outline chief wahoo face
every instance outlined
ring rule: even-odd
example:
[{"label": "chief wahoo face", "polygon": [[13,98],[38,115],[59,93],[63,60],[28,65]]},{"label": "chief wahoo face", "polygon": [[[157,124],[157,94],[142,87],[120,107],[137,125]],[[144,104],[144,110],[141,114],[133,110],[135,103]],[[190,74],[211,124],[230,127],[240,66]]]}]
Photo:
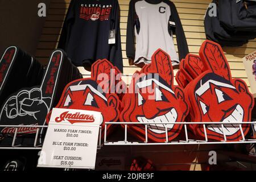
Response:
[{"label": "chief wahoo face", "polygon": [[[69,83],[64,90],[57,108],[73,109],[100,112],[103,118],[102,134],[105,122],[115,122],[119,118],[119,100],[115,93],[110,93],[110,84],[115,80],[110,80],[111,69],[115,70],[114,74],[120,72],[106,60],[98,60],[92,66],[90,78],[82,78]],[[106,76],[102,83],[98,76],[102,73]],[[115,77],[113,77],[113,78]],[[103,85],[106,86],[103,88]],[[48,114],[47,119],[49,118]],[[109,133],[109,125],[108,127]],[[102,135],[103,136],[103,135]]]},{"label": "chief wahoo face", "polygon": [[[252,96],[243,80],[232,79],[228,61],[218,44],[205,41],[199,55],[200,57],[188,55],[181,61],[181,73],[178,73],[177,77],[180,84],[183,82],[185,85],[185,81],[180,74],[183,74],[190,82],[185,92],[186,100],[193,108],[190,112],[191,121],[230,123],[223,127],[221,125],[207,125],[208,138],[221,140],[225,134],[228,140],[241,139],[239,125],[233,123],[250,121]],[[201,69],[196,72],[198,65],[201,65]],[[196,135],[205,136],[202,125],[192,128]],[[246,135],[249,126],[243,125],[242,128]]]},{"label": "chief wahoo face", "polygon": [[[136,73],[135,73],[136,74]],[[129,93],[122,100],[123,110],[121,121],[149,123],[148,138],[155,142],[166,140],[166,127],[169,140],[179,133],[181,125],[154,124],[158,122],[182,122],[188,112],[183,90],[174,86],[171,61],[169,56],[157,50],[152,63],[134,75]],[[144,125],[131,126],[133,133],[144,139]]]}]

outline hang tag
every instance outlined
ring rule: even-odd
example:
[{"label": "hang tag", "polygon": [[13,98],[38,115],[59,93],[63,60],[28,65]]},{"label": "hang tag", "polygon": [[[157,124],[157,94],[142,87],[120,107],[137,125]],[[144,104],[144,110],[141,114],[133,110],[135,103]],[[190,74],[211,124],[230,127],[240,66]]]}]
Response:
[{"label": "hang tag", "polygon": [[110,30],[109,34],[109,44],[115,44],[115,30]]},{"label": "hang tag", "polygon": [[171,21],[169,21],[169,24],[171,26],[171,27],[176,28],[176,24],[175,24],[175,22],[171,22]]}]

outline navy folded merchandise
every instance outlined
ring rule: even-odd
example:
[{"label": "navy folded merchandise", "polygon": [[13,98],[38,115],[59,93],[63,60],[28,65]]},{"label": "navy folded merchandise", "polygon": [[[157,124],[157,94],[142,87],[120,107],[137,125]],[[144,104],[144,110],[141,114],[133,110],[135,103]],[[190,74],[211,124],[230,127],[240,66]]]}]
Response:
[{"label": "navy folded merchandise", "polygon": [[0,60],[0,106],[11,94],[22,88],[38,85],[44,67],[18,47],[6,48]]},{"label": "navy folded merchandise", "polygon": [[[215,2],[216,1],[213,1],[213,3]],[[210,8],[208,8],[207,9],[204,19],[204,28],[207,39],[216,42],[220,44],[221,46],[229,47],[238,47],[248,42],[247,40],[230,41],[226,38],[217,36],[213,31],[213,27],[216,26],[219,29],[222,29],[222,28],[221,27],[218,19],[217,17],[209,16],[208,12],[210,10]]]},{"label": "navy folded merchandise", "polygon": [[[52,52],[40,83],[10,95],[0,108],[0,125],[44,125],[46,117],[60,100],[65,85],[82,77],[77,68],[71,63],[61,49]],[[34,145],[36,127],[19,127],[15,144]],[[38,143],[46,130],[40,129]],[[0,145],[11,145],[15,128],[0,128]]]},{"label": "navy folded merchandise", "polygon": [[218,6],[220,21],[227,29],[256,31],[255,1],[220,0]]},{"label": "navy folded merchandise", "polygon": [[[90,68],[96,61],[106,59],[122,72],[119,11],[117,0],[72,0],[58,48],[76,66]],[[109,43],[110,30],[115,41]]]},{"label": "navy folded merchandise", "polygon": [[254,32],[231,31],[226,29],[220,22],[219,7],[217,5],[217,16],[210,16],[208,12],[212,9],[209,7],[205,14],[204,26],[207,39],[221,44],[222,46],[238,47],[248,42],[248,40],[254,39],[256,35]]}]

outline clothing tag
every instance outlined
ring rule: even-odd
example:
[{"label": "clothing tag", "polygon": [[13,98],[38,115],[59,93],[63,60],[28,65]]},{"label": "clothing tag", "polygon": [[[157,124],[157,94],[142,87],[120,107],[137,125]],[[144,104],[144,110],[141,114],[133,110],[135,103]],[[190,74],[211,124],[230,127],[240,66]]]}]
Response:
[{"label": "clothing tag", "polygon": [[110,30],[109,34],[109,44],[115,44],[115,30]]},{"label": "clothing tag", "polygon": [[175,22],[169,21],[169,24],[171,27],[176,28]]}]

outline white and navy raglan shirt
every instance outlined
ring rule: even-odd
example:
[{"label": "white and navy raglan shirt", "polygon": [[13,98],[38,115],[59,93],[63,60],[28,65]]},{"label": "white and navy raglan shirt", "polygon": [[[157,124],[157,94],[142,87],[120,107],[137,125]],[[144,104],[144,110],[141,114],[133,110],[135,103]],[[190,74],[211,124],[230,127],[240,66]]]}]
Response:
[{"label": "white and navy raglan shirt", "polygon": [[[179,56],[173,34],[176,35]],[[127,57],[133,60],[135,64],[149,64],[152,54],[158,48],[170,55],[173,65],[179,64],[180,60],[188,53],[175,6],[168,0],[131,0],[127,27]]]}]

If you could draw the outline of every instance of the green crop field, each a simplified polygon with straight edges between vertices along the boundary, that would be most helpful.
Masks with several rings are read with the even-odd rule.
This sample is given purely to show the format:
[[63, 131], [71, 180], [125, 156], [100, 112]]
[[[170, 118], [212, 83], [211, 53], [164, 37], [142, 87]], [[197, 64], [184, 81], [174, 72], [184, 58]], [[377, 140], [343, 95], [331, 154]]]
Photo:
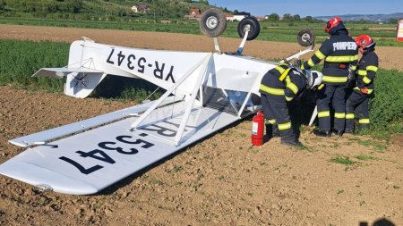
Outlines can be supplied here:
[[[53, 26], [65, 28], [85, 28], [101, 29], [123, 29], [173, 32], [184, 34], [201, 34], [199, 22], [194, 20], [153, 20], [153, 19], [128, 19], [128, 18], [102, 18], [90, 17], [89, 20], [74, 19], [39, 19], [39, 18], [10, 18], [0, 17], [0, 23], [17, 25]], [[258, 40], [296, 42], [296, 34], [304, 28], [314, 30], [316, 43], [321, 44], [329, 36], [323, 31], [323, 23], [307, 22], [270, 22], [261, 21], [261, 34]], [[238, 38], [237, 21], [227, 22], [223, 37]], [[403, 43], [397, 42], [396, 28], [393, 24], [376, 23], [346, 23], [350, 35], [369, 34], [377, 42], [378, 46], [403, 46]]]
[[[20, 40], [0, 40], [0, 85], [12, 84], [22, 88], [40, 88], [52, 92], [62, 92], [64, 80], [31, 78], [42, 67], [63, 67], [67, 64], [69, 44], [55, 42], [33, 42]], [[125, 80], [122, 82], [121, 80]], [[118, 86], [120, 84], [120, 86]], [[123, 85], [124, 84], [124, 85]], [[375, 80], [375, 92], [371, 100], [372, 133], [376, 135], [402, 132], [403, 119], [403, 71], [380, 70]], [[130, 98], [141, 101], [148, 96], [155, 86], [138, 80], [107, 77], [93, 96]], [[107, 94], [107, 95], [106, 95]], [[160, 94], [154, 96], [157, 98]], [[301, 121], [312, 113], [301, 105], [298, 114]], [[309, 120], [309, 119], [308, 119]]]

◆ AIM:
Rewrite all the items above with "ring rule" swapped for "fill rule" and nothing else changed. Leave the pictures out of your answer.

◆ EXPECTED OUTPUT:
outline chief wahoo face
every instance outlined
fill rule: even-odd
example:
[{"label": "chief wahoo face", "polygon": [[13,98],[38,115],[59,93],[63,60],[28,65]]},{"label": "chief wahoo face", "polygon": [[[157,124],[157,94],[142,87],[120,107],[137,125]],[[144,104],[144,110],[141,114],[133,110],[135,103]],[[190,74],[211,124],[230,127],[240,66]]]}]
Photo:
Response:
[{"label": "chief wahoo face", "polygon": [[[69,83],[64,90],[57,108],[73,109],[100,112],[103,118],[102,134],[105,122],[115,122],[119,118],[119,100],[115,93],[110,93],[110,84],[115,80],[110,80],[111,69],[115,70],[114,74],[120,72],[106,60],[98,60],[92,66],[90,78],[82,78]],[[106,76],[102,83],[98,76],[102,73]],[[115,77],[113,77],[113,78]],[[103,85],[106,86],[103,88]],[[48,114],[47,119],[49,118]],[[109,133],[109,125],[108,127]],[[102,135],[103,136],[103,135]]]},{"label": "chief wahoo face", "polygon": [[[252,96],[243,80],[232,79],[228,61],[218,44],[205,41],[199,55],[200,57],[188,55],[181,61],[181,73],[178,73],[177,77],[180,84],[183,82],[185,85],[185,81],[180,74],[183,74],[190,82],[185,92],[186,100],[193,108],[190,112],[191,121],[230,123],[223,127],[221,125],[207,125],[208,138],[221,140],[225,134],[228,140],[241,139],[239,125],[233,123],[250,121]],[[201,69],[196,72],[198,65],[201,65]],[[196,135],[205,136],[202,125],[192,128]],[[246,135],[249,126],[243,125],[242,128]]]},{"label": "chief wahoo face", "polygon": [[[136,73],[135,73],[136,74]],[[129,93],[122,100],[123,110],[121,121],[149,123],[148,138],[155,142],[166,140],[166,127],[169,140],[179,133],[181,125],[154,124],[158,122],[182,122],[188,112],[183,90],[174,86],[171,61],[169,56],[157,50],[152,63],[134,75]],[[144,125],[131,126],[133,133],[144,139]]]}]

outline hang tag
every instance outlined
fill rule: even-odd
example:
[{"label": "hang tag", "polygon": [[13,98],[38,115],[59,93],[63,60],[28,65]]},{"label": "hang tag", "polygon": [[[157,124],[157,94],[142,87],[120,107],[137,125]],[[144,104],[144,110],[141,114],[133,110],[135,103]],[[190,74],[211,124],[230,127],[240,66]]]}]
Response:
[{"label": "hang tag", "polygon": [[110,30],[109,34],[109,44],[115,44],[115,30]]},{"label": "hang tag", "polygon": [[171,21],[169,21],[169,24],[171,26],[171,27],[176,28],[176,24],[175,24],[175,22],[171,22]]}]

outline navy folded merchandise
every instance outlined
fill rule: even-odd
example:
[{"label": "navy folded merchandise", "polygon": [[13,98],[38,115],[59,93],[63,60],[28,65]]},{"label": "navy folded merchandise", "polygon": [[[157,124],[157,94],[142,87],[120,107],[137,125]],[[144,104],[144,110],[141,114],[133,110],[135,103]],[[190,74],[211,124],[230,127],[240,66]]]}]
Response:
[{"label": "navy folded merchandise", "polygon": [[0,60],[0,106],[11,94],[22,88],[38,85],[44,67],[18,47],[6,48]]},{"label": "navy folded merchandise", "polygon": [[[215,2],[216,1],[213,1],[213,3]],[[210,8],[208,8],[207,9],[204,19],[204,28],[207,39],[216,42],[220,44],[221,46],[229,47],[238,47],[248,42],[247,40],[230,41],[226,38],[217,36],[213,31],[213,27],[216,26],[219,29],[222,29],[222,28],[221,27],[218,19],[217,17],[209,16],[208,12],[210,10]]]},{"label": "navy folded merchandise", "polygon": [[[52,52],[40,83],[10,95],[0,108],[0,125],[44,125],[46,117],[60,100],[65,85],[82,77],[77,68],[71,63],[61,49]],[[34,145],[36,127],[19,127],[15,144]],[[38,143],[46,130],[40,129]],[[0,145],[11,145],[15,128],[0,128]]]},{"label": "navy folded merchandise", "polygon": [[218,6],[220,21],[227,29],[256,31],[255,1],[220,0]]},{"label": "navy folded merchandise", "polygon": [[[90,68],[96,61],[106,59],[122,72],[119,11],[117,0],[72,0],[58,48],[76,66]],[[109,43],[110,30],[115,41]]]},{"label": "navy folded merchandise", "polygon": [[254,32],[231,31],[226,29],[220,22],[219,7],[217,5],[217,16],[210,16],[208,12],[212,9],[209,7],[205,14],[204,26],[207,39],[221,44],[222,46],[238,47],[248,42],[248,40],[254,39],[256,35]]}]

outline clothing tag
every instance outlined
fill rule: even-odd
example:
[{"label": "clothing tag", "polygon": [[13,98],[38,115],[59,93],[63,60],[28,65]]},{"label": "clothing tag", "polygon": [[[157,124],[157,94],[142,87],[120,107],[137,125]],[[144,104],[144,110],[141,114],[133,110],[135,103]],[[190,74],[211,124],[230,127],[240,66]]]}]
Response:
[{"label": "clothing tag", "polygon": [[110,30],[109,34],[109,44],[115,44],[115,30]]},{"label": "clothing tag", "polygon": [[175,22],[169,21],[169,24],[171,27],[176,28]]}]

outline white and navy raglan shirt
every instance outlined
fill rule: even-odd
example:
[{"label": "white and navy raglan shirt", "polygon": [[13,98],[38,115],[59,93],[63,60],[28,65]]},{"label": "white and navy raglan shirt", "polygon": [[[157,124],[157,94],[142,87],[120,107],[137,125]],[[144,104],[144,110],[141,114],[133,110],[135,103]],[[190,74],[211,124],[230,127],[240,66]]]}]
Response:
[{"label": "white and navy raglan shirt", "polygon": [[[179,56],[173,34],[176,35]],[[127,57],[133,60],[135,64],[149,64],[152,54],[158,48],[170,55],[173,65],[179,64],[180,60],[188,53],[175,6],[168,0],[131,0],[127,27]]]}]

If you could draw the outline of every instance of the green crop field, each a simplified polygon with straight edges between vertices along the boundary, that would be most helpful.
Masks with several rings are read with the even-odd rule.
This sample is given purely to show the format:
[[63, 131], [71, 180], [125, 156], [100, 112]]
[[[170, 118], [212, 83], [211, 53], [164, 37], [142, 87]], [[197, 64], [184, 81], [174, 72], [184, 58]], [[377, 140], [343, 95], [331, 154]]]
Photo:
Outlines can be supplied here:
[[[53, 26], [65, 28], [85, 28], [101, 29], [123, 29], [173, 32], [184, 34], [201, 34], [199, 22], [194, 20], [153, 20], [153, 19], [128, 19], [128, 18], [102, 18], [90, 17], [89, 20], [74, 19], [39, 19], [39, 18], [10, 18], [0, 17], [0, 23], [17, 25]], [[258, 40], [296, 42], [296, 34], [304, 28], [314, 30], [316, 43], [321, 44], [329, 36], [323, 31], [323, 23], [307, 22], [270, 22], [261, 21], [261, 34]], [[238, 38], [237, 21], [227, 22], [223, 37]], [[403, 43], [397, 42], [396, 28], [393, 24], [376, 23], [346, 23], [350, 35], [369, 34], [377, 42], [378, 46], [403, 46]]]
[[[20, 40], [0, 40], [0, 85], [12, 84], [22, 88], [40, 88], [52, 92], [62, 92], [64, 80], [31, 78], [42, 67], [63, 67], [67, 64], [69, 44], [55, 42], [33, 42]], [[125, 80], [122, 82], [121, 80]], [[118, 86], [120, 84], [120, 86]], [[123, 85], [124, 84], [124, 85]], [[375, 80], [375, 92], [371, 100], [372, 133], [376, 135], [402, 132], [403, 119], [403, 71], [380, 70]], [[130, 98], [141, 101], [148, 96], [155, 86], [138, 80], [107, 77], [93, 96]], [[107, 94], [107, 95], [106, 95]], [[160, 94], [154, 96], [157, 98]], [[301, 121], [312, 113], [301, 105], [298, 114]], [[309, 120], [309, 119], [308, 119]]]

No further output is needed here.